**Daftar Soal:**
**1.** Apa julukan Vietnam yang disebut dalam artikel tentang brain drain?
**2.** Ringkas paragraf artikel tentang brain drain yang diawali "Menurut CEO Topica Pham Minh Tuan" menjadi daftar poin tanpa menghilangkan fakta utamanya.
**3.** Tuliskan kembali persis bagian artikel tentang brain drain, mulai dari "Kompas.com - 21/07/2016, 18:48" dan terus sampai "Vietnam Rose ini.".

**Kutipan Bacaan:**
Ini Alasan Mengapa CEO Topica Melihat Teknologi Edukasi sebagai Jawaban atas Masalah “Brain Drain” pada Sistem Pendidikan Tinggi di Vietnam

Kompas.com - 21/07/2016, 18:48 WIB

Brain drain atau yang juga dikenal dengan istilah human capital flight adalah sebuah fenomena di mana hengkangnya tenaga ahli, pemikir, dan intelektual potensial di suatu negara ke negara lain yang umumnya lebih maju dibandingkan negara asalnya. Fenomena global ini sering dialami oleh negara-negara berkembang, Vietnam salah satunya.

Berdasarkan artikel yang dimuat di New York Times, belum maksimalnya sistem pendidikan tinggi Vietnam bertanggung jawab atas fenomena brain drain ini. Meningkatkan sistem pendidikan tinggi tentu saja menjadi jawaban untuk untuk menyelesaikan permasalahan brain drain di negara yang dikenal dengan julukan Vietnam Rose ini.

Menurut CEO Topica Pham Minh Tuan, jika ingin menjembatani ketimpangan antara kebutuhan dan suplai di dunia pendidikan dengan cara berinvestasi pada sistem dan pendidikan konvensional, maka akan dibutuhkan ribuan kampus, sarana dan prasarana, dan juga melatih jutaan tenaga pengajar. Menurutnya, biaya investasi yang dibutuhkan lebih banyak hingga berlipat ganda dari jumlah GDP Vietnam saat ini. Pun apabila dananya ada, masih membutuhkan waktu yang lama untuk menyelesaikannya.

**Baris Data:**

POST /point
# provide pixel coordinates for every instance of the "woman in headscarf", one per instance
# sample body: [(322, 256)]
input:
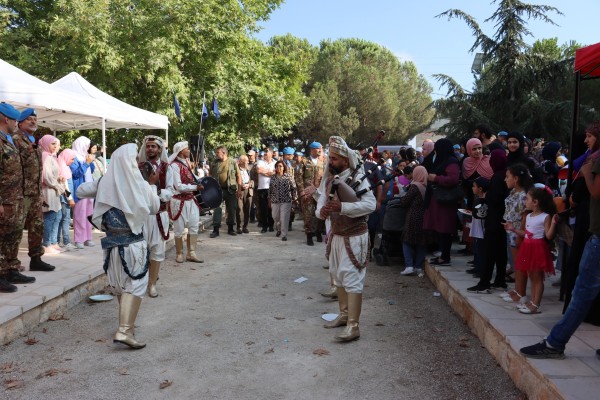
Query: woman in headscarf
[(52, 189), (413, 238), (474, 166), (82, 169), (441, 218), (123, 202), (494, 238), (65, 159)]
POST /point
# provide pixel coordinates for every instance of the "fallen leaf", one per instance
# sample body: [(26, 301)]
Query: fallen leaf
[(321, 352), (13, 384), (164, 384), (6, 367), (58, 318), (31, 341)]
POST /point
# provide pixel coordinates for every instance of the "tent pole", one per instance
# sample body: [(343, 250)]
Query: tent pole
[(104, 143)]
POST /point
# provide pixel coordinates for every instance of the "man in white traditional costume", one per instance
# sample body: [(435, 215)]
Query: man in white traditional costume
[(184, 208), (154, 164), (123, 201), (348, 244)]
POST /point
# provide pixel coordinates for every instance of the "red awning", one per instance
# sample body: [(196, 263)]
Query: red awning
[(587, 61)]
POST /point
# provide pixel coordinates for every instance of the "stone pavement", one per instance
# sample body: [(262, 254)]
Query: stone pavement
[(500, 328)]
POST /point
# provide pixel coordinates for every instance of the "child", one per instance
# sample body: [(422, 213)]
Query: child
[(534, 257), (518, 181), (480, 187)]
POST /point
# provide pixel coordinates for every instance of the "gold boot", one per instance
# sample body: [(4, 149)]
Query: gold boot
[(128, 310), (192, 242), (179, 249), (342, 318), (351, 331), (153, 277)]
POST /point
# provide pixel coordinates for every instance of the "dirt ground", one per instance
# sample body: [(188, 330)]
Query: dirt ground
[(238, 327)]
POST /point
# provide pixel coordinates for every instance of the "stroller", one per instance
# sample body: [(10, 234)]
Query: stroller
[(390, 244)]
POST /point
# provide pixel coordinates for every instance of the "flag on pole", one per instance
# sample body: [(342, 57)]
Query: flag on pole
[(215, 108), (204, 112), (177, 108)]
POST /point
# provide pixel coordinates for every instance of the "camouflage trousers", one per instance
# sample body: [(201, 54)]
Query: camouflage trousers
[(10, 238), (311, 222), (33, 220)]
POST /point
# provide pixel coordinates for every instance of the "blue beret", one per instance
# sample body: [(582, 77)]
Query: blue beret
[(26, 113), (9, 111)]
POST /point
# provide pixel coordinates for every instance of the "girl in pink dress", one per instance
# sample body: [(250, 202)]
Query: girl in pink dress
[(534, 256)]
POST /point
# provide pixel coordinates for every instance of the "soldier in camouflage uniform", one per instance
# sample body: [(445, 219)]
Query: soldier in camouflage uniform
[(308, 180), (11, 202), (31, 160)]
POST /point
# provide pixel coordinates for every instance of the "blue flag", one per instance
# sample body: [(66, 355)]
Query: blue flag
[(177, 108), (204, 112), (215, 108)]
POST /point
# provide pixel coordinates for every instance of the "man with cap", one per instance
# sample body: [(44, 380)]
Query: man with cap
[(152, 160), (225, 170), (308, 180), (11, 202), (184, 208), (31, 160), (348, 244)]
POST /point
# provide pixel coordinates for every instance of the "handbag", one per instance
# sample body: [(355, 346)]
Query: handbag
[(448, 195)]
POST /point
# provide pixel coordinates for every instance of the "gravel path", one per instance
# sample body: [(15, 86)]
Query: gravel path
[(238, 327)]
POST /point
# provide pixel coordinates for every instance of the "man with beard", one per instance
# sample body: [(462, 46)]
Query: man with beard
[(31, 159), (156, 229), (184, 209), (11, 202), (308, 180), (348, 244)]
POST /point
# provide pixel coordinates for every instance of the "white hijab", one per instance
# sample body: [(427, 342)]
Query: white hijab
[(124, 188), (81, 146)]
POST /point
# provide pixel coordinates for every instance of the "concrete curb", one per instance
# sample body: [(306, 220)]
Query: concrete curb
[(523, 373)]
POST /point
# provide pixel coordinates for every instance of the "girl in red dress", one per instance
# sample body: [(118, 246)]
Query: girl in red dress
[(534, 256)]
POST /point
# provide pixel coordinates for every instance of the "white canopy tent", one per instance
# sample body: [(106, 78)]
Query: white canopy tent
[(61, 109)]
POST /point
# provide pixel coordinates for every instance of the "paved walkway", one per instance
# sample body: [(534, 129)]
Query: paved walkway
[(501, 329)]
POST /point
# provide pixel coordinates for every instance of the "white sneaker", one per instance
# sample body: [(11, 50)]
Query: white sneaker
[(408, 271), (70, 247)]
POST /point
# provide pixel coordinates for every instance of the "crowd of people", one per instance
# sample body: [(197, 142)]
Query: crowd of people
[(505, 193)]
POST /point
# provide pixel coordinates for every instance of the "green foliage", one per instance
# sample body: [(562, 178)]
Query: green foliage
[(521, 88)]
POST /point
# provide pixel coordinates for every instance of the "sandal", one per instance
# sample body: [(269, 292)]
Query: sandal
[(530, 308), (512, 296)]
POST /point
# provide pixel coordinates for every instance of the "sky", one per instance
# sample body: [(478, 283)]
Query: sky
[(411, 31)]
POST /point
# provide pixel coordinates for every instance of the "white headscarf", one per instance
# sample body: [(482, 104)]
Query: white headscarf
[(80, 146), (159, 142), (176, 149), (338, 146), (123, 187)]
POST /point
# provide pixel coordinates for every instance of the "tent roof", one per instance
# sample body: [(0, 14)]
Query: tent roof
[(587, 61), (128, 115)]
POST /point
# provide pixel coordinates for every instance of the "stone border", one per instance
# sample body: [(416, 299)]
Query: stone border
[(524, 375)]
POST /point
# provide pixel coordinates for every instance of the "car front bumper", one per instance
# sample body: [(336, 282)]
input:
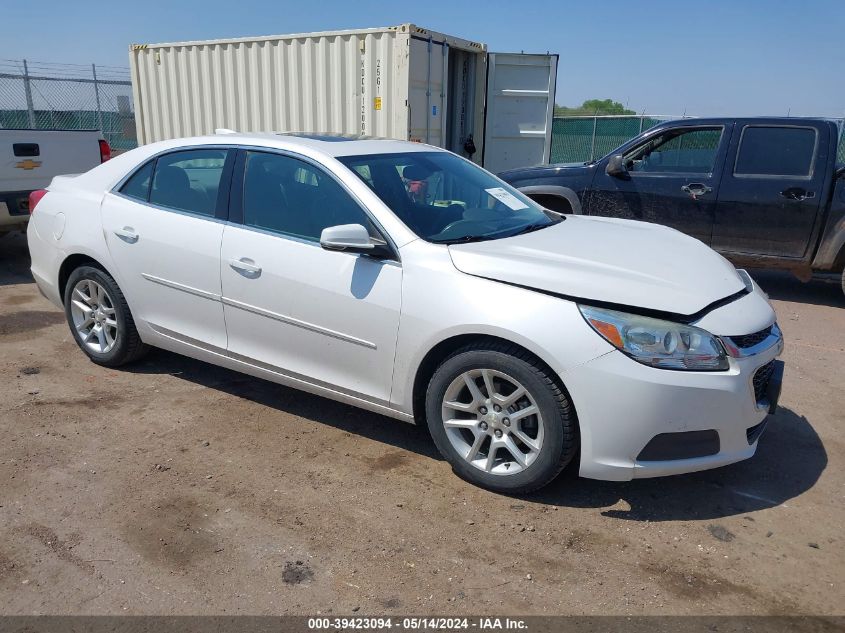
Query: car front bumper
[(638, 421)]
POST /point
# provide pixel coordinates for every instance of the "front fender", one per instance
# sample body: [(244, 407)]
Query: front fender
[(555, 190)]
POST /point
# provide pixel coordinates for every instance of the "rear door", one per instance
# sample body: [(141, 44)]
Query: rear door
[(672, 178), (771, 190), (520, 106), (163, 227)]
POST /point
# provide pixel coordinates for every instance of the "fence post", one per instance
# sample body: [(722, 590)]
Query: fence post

**Jawaban Tiap Soal:**
**1.** Vietnam Rose.

**2.**
- Menurut CEO Topica Pham Minh Tuan, menjembatani ketimpangan kebutuhan dan suplai pendidikan lewat investasi pada sistem konvensional memerlukan ribuan kampus, sarana dan prasarana, serta pelatihan jutaan tenaga pengajar.
- Biaya investasinya berlipat ganda dari jumlah GDP Vietnam saat ini.
- Seandainya dananya tersedia, penyelesaiannya tetap memakan waktu lama.

**3.**
Kompas.com - 21/07/2016, 18:48 WIB

Brain drain atau yang juga dikenal dengan istilah human capital flight adalah sebuah fenomena di mana hengkangnya tenaga ahli, pemikir, dan intelektual potensial di suatu negara ke negara lain yang umumnya lebih maju dibandingkan negara asalnya. Fenomena global ini sering dialami oleh negara-negara berkembang, Vietnam salah satunya.

Berdasarkan artikel yang dimuat di New York Times, belum maksimalnya sistem pendidikan tinggi Vietnam bertanggung jawab atas fenomena brain drain ini. Meningkatkan sistem pendidikan tinggi tentu saja menjadi jawaban untuk untuk menyelesaikan permasalahan brain drain di negara yang dikenal dengan julukan Vietnam Rose ini.